### Data entries
:::::

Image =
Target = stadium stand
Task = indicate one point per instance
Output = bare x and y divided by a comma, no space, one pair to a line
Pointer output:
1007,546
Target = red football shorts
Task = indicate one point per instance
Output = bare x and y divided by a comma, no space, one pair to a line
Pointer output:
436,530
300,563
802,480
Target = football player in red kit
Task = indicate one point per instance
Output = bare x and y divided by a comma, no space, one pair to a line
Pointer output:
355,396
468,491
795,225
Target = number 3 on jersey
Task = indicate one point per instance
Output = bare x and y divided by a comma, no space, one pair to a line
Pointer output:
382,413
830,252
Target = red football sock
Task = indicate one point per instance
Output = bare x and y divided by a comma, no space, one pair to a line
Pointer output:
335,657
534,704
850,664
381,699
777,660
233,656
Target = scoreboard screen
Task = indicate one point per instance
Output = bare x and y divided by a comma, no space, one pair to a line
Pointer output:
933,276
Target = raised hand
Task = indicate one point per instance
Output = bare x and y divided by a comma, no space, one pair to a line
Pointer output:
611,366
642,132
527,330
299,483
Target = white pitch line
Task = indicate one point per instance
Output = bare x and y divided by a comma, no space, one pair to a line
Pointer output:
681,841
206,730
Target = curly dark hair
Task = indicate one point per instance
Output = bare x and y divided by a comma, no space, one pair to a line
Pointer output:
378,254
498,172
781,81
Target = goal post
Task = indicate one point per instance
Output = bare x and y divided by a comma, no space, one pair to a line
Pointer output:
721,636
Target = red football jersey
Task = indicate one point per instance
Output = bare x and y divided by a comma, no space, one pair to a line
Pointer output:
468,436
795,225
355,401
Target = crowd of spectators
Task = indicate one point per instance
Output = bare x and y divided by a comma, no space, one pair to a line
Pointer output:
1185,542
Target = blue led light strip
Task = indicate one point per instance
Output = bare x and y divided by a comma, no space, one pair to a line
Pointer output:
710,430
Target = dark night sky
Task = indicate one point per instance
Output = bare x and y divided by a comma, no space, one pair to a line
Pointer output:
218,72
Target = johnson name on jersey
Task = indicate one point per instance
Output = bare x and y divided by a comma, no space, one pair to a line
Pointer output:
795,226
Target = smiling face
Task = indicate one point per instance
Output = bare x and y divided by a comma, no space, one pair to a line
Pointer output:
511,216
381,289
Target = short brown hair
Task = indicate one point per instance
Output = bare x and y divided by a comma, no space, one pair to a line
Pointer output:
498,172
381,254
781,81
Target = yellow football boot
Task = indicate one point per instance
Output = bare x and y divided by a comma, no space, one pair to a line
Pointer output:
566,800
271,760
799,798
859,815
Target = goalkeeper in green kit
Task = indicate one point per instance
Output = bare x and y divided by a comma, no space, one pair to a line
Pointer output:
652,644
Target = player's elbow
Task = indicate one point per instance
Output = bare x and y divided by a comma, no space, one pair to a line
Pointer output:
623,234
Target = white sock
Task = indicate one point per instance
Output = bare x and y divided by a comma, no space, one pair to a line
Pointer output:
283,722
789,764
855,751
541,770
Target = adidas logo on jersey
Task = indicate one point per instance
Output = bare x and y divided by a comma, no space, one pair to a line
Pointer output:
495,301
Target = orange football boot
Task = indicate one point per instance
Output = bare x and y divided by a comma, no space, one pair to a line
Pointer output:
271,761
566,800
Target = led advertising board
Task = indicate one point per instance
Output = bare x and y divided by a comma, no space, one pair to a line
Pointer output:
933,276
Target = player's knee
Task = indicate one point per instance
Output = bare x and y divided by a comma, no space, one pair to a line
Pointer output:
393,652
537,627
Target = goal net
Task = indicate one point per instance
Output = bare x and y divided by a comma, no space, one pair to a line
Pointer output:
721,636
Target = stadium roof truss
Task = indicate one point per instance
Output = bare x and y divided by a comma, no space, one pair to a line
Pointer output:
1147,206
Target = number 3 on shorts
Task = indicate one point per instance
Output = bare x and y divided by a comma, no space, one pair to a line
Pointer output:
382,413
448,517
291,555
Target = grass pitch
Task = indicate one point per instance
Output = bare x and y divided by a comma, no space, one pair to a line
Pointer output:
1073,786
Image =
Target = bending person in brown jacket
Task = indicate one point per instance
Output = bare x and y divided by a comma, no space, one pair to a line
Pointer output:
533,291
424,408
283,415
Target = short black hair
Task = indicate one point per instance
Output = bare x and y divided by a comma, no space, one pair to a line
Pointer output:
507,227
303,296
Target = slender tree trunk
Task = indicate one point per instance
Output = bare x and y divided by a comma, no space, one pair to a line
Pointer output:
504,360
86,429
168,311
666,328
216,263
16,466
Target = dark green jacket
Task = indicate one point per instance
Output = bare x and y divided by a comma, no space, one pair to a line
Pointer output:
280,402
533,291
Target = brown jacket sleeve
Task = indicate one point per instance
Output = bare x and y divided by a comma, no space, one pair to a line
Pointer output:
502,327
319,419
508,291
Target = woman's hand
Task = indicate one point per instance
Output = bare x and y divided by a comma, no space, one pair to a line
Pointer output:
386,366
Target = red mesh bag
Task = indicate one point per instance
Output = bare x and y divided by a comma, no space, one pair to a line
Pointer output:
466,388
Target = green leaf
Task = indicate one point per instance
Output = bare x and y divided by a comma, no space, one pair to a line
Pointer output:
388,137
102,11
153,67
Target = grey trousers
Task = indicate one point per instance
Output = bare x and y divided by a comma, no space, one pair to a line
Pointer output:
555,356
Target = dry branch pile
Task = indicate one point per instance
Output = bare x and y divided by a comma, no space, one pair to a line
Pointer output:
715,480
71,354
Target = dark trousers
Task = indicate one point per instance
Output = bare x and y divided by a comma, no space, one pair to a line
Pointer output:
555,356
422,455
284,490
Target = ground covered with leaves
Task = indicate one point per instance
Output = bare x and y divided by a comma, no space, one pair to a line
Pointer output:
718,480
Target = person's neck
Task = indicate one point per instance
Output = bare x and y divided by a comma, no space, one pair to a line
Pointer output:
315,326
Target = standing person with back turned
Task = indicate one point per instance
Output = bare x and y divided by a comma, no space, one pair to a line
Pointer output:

:::::

### What you will do
Each record must be repeated exactly as it is.

### Finished task
Image =
Target = stadium stand
Task = indicate one point per instance
Output = bare x and y divided by a comma, no space, one pair to a line
Pointer output:
1007,546
Target = red football shorts
Task = indicate one point per instance
Output = bare x and y divided by a comma, no space, one pair to a line
Pointer output:
436,530
300,563
802,480
Target = football player in red kit
Task = indicate one point per instance
Output = bare x and y divided by a comma, no space, one pair to a line
Pointer output:
355,396
468,491
795,225
Target = number 3 on jersey
Task = indicate one point per instance
Output = bare x and y divided by a comma, no space, one pair to a line
Pointer output:
382,413
830,252
Target = red football sock
Task = indicate one point per instance
Output = bare x and y divided by a comma, no space, one pair to a line
Pointer output:
335,657
534,704
850,664
381,699
777,660
233,656
Target = scoreboard screen
Task = indicate one point per instance
Output = bare x and y divided by a comma, no space, one pair to a line
Pointer output:
933,276
Target = raised hand
Task = indicate one point per instance
Output = bare x and y divided by a comma, no space, one pair to a line
Pointer output:
611,366
642,132
527,330
299,483
Target = white pitch line
Task = indicate one point per instance
Output = bare x and y divided by a comma, no space, one pair to a line
Pointer output:
681,841
206,730
Target = curly dark hair
Task = indicate one point per instance
Output = bare x and y divided by a comma, no space, one pair to a line
Pointer output:
378,254
498,172
781,81
Target = goal post
Task = indicate one point per instance
Output = bare x and y divided by a comma, no space, one pair to a line
Pointer output:
721,636
Target = red football jersey
Task = indicate one point per instance
Output = bare x and y divided by a comma, no space, one pair to a line
Pointer output:
468,436
795,225
355,401
Target = crowd of spectators
Task = indicate one point per instance
Output = bare x and y divided by a comma, no space, one pair to a line
Pointer output:
1185,542
Target = blue led light strip
Task = indicate one point per instance
Output = bare x and y divided by a comma, no space, one pair to a line
Pointer output:
710,430
Target = dark night sky
Task = indicate one point per instance
Output = bare x and y divided by a comma, no space, one pair to a line
Pointer output:
218,72
Target = johnson name on jersey
Task = indicate one point per instance
Output = bare x and y divided by a comma, no space, one pair to a line
Pointer output:
795,226
Target = smiling face
Task = indicate one point per instance
Output = bare x and y divided by a comma, no space, one pair to a line
Pointer output:
511,216
381,289
Target = short brown hair
Task = indicate one point per instance
Output = bare x and y divided by a comma, no space, one pair to a line
Pointer output:
498,172
381,254
781,81
Target = yellow football boot
Task = indicate one point per instance
Output = bare x and y divided by a comma, no space, one pair to a line
Pointer output:
566,800
271,760
799,798
859,815
Target = goalkeeper in green kit
Task = indicate one point per instance
Output = bare x and y divided by a comma, no space, one pair to a line
Pointer output:
652,644
Target = player's elbow
Task = indicate one point per instance
Output = bare x and y divided by a comma, no space, one pair to a line
Pointer output:
623,234
Target = white sock
Task = indicate one point per instance
Output = bare x and y divided by a comma, no space, one pair to a line
Pointer output:
283,722
789,764
855,751
541,770
Target = adidas logo on jersey
Task = indicate one point per instance
Output = bare x and y divided by a comma, no space, one pair to a line
Pointer output:
495,301
Target = orange football boot
Task = indicate one point per instance
Output = bare x and y divided by a comma, no space, one pair to a line
Pointer output:
271,761
566,800
Target = led advertising board
Task = indicate one point per instance
Output = bare x and y divided by a comma, no space, one pair to a line
Pointer output:
933,276
Target = player's knee
Task = indicate one point per instance
Output = bare x and y divided by a comma, no space, one pair to a line
Pointer output:
393,652
537,627
Target = goal net
Task = indicate one point per instance
Output = bare x and y divided by a comma, no space, one pair to a line
Pointer output:
721,636
Target = stadium roof truss
Task = indicate one point per instance
Output = bare x and y divided by a comma, no space, one pair to a line
Pointer output:
1147,206
Target = number 3 on shorts
Task = indicate one point per instance
Output = bare x and y divided by a comma, no space, one pair to a line
Pointer output:
382,413
448,517
291,555
Target = grass pitch
Task = indicate one point per instance
Output = bare x and y divided by a comma, no space, one pair to a line
Pointer output:
1073,786
Image =
Target = bending person in brown jacket
Task = indicate one point per instance
Output = bare x and y divided by a comma, no space, one pair to a line
Pointer output:
533,291
424,408
283,415
Target = short black hair
Task = indicate one point per instance
Output = bare x and y divided by a comma, no space, one pair to a line
Pointer output:
507,227
303,296
Target = slender tree trunk
Task = indicate one point per instance
Output = bare x and y divided by a comma, no space, one pair to a line
Pointer output:
504,360
86,429
168,311
666,328
216,263
16,466
Target = dark green jacket
Task = indicate one point per instance
Output = bare x and y divided by a comma, no space, one pair to a line
Pointer output:
280,402
533,291
Target = brown jacket sleeve
Task = indicate one point per instance
Output = bare x and y divided by a comma, no space, one pair to a line
Pointer output:
502,327
319,419
508,291
Target = woman's hand
Task = indicate one point per instance
Output = bare x and y divided by a comma, no space, one pair to a line
Pointer output:
386,366
Target = red mesh bag
Task = indicate one point per instance
Output = bare x and y divided by a comma, no space, one pair to a line
Pointer output:
466,388
Target = green leaf
Task = indicate one point per instance
Output = bare x and y divided by a comma, no space, one pair to a line
Pointer output:
388,137
102,11
153,67
Target = grey trousers
Task = indicate one point per instance
Output = bare x and y divided by a comma, no space, one pair to a line
Pointer output:
555,356
Target = dry branch pile
Task = indicate one point per instance
Output = bare x and y divided by a comma, no space, one pair to a line
Pointer output:
715,480
71,354
Target = dark trousers
Task = indicate one point per instance
Output = bare x and y divided by a comma, no space, one pair to a line
Pointer output:
555,356
422,455
284,490
Target = ground covered with leaves
Task = indicate one point per instance
Output = bare x and y divided by a comma, no space, one pair to a line
Pointer output:
718,480
Target = person's neck
Task = indicate one point per instance
Output = bare x and y divided by a comma, no space, one pair to a line
Pointer output:
315,326
Target = standing person with back turned
Task = indicate one point per instance
Output = bare x and y divided by a comma, no space, one pair to a line
Pointer output:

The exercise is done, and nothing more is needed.